## [WRITTEN INSTRUCTION]
Without omitting anything, return the records precisely as given.

[Dataset excerpt]

****

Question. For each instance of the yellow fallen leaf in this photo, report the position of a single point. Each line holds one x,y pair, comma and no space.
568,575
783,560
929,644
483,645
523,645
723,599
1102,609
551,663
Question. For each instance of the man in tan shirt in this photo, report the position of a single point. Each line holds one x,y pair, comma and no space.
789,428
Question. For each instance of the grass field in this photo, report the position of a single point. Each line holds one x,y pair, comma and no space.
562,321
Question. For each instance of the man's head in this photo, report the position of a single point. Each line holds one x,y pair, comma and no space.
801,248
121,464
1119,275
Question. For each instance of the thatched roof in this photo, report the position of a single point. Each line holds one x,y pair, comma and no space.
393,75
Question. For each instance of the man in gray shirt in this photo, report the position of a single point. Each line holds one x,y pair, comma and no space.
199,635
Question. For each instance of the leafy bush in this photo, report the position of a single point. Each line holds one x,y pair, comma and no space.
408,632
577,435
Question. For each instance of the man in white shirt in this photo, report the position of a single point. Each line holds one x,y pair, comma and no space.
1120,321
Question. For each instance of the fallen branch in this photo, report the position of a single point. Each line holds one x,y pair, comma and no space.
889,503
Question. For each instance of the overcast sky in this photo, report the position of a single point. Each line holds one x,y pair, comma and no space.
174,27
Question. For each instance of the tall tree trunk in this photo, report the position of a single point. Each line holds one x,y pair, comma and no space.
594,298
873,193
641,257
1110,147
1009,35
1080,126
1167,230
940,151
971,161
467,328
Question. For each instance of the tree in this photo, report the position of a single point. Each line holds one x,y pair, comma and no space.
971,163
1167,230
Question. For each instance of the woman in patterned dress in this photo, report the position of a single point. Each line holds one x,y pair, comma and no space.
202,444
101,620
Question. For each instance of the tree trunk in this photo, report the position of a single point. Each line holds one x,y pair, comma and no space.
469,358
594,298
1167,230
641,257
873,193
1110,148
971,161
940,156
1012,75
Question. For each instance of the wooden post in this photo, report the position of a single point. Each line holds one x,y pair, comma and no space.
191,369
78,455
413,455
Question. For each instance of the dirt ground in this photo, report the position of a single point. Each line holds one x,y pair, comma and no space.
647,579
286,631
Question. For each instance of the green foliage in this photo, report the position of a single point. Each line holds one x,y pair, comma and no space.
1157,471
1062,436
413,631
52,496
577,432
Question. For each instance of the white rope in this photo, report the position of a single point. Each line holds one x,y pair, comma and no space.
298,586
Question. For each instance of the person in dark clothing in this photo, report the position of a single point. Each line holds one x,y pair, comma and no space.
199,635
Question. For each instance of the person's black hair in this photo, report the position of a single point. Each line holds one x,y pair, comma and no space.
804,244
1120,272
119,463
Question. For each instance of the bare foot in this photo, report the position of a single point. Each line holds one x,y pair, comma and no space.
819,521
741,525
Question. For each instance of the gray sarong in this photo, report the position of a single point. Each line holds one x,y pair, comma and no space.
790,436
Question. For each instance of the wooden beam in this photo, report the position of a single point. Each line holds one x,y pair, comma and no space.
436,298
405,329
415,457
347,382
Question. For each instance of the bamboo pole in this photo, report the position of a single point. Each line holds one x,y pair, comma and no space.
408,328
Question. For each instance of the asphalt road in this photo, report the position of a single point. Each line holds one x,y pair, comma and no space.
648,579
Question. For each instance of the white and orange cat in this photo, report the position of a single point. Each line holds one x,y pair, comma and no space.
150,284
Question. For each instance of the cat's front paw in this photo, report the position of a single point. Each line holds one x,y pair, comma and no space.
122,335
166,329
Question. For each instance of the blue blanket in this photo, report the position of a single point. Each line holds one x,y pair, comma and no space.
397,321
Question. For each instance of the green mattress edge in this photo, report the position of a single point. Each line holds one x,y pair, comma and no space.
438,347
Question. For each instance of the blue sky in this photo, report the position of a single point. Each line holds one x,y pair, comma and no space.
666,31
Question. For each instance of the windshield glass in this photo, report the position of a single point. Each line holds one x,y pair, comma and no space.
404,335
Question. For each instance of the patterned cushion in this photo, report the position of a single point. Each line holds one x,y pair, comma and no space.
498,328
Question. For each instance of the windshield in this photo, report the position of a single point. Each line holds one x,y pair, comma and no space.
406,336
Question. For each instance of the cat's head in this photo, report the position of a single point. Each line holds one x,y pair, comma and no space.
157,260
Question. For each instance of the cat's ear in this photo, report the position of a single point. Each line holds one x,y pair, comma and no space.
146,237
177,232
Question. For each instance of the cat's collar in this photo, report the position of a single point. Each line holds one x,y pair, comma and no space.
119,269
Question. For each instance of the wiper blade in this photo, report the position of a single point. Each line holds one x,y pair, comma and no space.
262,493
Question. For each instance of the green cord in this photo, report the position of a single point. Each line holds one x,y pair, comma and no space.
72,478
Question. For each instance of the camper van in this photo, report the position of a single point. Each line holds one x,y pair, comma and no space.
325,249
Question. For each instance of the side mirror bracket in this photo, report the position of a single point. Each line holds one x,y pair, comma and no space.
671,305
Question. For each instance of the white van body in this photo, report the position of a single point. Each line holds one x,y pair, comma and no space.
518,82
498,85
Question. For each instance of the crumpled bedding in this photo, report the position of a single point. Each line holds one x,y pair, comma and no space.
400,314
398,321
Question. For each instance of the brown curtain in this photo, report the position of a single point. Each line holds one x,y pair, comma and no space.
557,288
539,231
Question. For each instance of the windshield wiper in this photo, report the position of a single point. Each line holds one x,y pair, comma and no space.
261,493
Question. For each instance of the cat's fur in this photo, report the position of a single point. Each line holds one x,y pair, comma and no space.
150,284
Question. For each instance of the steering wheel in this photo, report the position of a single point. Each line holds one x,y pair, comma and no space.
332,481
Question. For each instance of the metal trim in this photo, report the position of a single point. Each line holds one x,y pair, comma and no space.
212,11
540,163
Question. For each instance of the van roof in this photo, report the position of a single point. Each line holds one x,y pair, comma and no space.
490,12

****

## [TASK RESULT]
Question. For each instance of the yellow fallen leaf in this photo, report the position of a single point. Each line holds one x,y pair, comma and no space.
568,575
783,560
929,644
483,645
523,645
723,599
1102,609
551,663
Question. For each instance of the man in tan shirt in this photo, report the position of a single point. Each line holds one x,y pair, comma and no space.
789,428
Question. For each instance of the grass field in this photo, report the position of a single point. Each line holds one x,y pair, comma and no space.
562,321
Question. For each instance of the man's head in this photo, report the position of a single point. Each line holds one x,y pair, comma and no space.
801,248
121,464
1119,275
Question. For each instance of the thatched roof in this photo, report the position of a single point. Each line holds one x,y pair, comma and no space.
393,75
Question. For each instance of the man in gray shirt in this photo, report the position of a single point. Each line holds one x,y pair, comma and no space.
199,635
Question. For each instance of the leafy bush in this photo, report the position of a single point. Each line holds one x,y pair, comma and no space.
408,632
577,435
Question. For each instance of the man in white shirt in this photo, report the position of a single point. Each line holds one x,y pair, comma and no space.
1120,321
Question. For each instance of the fallen branch in this photo, report the position of a single point. Each line holds one x,y pair, comma and no space.
889,503
Question. For each instance of the overcast sky in this photo, report the position of a single point. Each line holds one x,y pair, comma and no space.
174,27
Question. For each instance of the tall tree trunk in this photo, report the position of a single point. Each line holds one x,y pair, comma and no space.
594,298
873,193
641,257
1110,147
1009,35
1080,126
1167,230
940,151
971,161
467,328
Question. For each instance of the tree in this photo, report the position of a single point. Each line holds one x,y pair, comma and no space.
971,163
1167,230
Question. For each instance of the woman in patterned dress in this photo, report the position of a single point. Each line holds one x,y pair, comma and no space.
202,444
101,620
Question. For each instance of the tree trunk in this photo, report the position of a single point. Each line holds one x,y pair, comma and no space.
469,358
594,298
1167,230
641,257
873,193
1110,148
971,161
940,156
1012,75
Question. For each instance of the wooden post in this photo, report the position of a single point. Each line holds one x,y pair, comma and no space.
191,369
78,455
413,455
Question. For each instance of the dirt ground in this photo, report the position of a single point. Each line holds one x,y pair, comma and no space.
647,579
286,631
Question. For each instance of the green foliage in this photo, report the position of a single point. Each line holds one x,y pair, comma and no space.
1157,471
1062,436
413,631
52,496
577,432
Question. For each instance of the white rope in this photo, report the position of a single point. Each line holds one x,y pair, comma and no space.
298,586
Question. For each instance of the person in dark clothing in this photo, report the position of a single point. Each line holds one x,y pair, comma and no space.
199,635
Question. For each instance of the person's black hair in this photo, report the position of a single point. Each line holds one x,y pair, comma and no space.
804,244
1120,272
119,463
Question. For each instance of the bare foot in this photo, report the position of a single point. Each line holds one x,y pair, comma and no space.
819,521
741,525
Question. For each instance of the gray sarong in this photo, report the position of a single point. Each line holds one x,y pair, comma and no space.
790,436
Question. For each instance of the wooden beam in this photo, report the position of a single point. Each line holds one x,y pair, comma and no space.
436,298
405,329
415,457
347,382
Question. For each instance of the bamboo pole in this photo, report the position of a single point. Each line holds one x,y pair, comma and no space.
408,328
Question. For each instance of the asphalt road in this photo, report the position of a single point. Each line holds one x,y pair, comma and no space.
648,579
Question. For each instance of the white and orange cat in this photo, report the position of a single point. Each line holds one x,y pair, comma and no space.
150,284
Question. For each instance of the cat's front paw in this photo, report the position of a single point. Each line holds one x,y pair, comma and no space.
122,335
166,329
Question. For each instance of the blue blanket in this photo, report the position of a single point. Each line holds one x,y pair, comma and no space.
397,321
Question. For each instance of the green mattress edge in this photo, report the position of a single point. Each line holds one x,y pair, comma and no space.
438,347
Question. For each instance of the blue sky in this photo, report the position of a single point. Each line holds one x,y pair, comma and no space.
666,31
Question. For each instance of the windshield glass in this photo, report the position of a single point. Each line holds one x,y pair, comma and no space.
404,335
Question. For each instance of the patterned cushion in this photo, report the position of a single point. Each line holds one x,y pair, comma and no space.
498,328
Question. For each instance of the windshield in this photo, report the position of a single point. Each line holds one x,y pair, comma and no space.
406,336
Question. For each instance of the cat's head in this photo, report the position of a single point. Each line holds one x,y pair, comma and no space.
157,260
Question. For each instance of the cat's ear in this photo, report the position of a single point. Each line holds one x,y pair, comma and no space.
146,237
177,232
Question. For each instance of the cat's collar in this photo, report the position of a single point. Each line holds one x,y pair, comma and no space.
119,269
Question. For each instance of the wiper blade in this photo, report the position of a single point. Each line holds one x,y pair, comma and no space.
262,493
Question. For each instance of the green cord in this photo, report the position of a single point. Each line holds one x,y pair, comma and no space.
72,478
Question. For each instance of the camper van in this photo, report the position of a single point. Each line holds one x,y pair, comma and no space.
325,249
Question. For each instance of the side mirror bracket in this photo, report the position of a single point. Each line holds one x,y pair, comma and no space.
671,305
Question. For each instance of the white van body in this photo, report the position of a single point. Each line holds one x,y pair, comma and no space.
518,82
498,85
Question. For each instance of the crumpled bedding in this photo, report the position of a single point. Each line holds one x,y pair, comma and no space.
400,314
398,321
Question. For each instance of the brown curtain in this photo, report the position of a single point. Each line holds one x,y pair, comma and no space.
557,288
539,231
Question. For each instance of the windshield wiper in this photo, report the position of a single point. Each line holds one x,y pair, comma and no space.
261,493
Question. For each instance of the cat's fur in this photo, report the position of a single point. Each line holds one x,y pair, comma and no space.
150,284
Question. For each instance of the steering wheel in this photo, report the position of a single point. Each line holds one x,y pair, comma and no space.
332,481
Question. For each instance of the metal trim in this photo, report the position of a single point. Each line holds one x,y pair, comma and no space.
212,11
540,163
Question. For each instance of the van roof in this photo, report the position of a single point. Each line holds one x,y pair, comma and no space.
490,12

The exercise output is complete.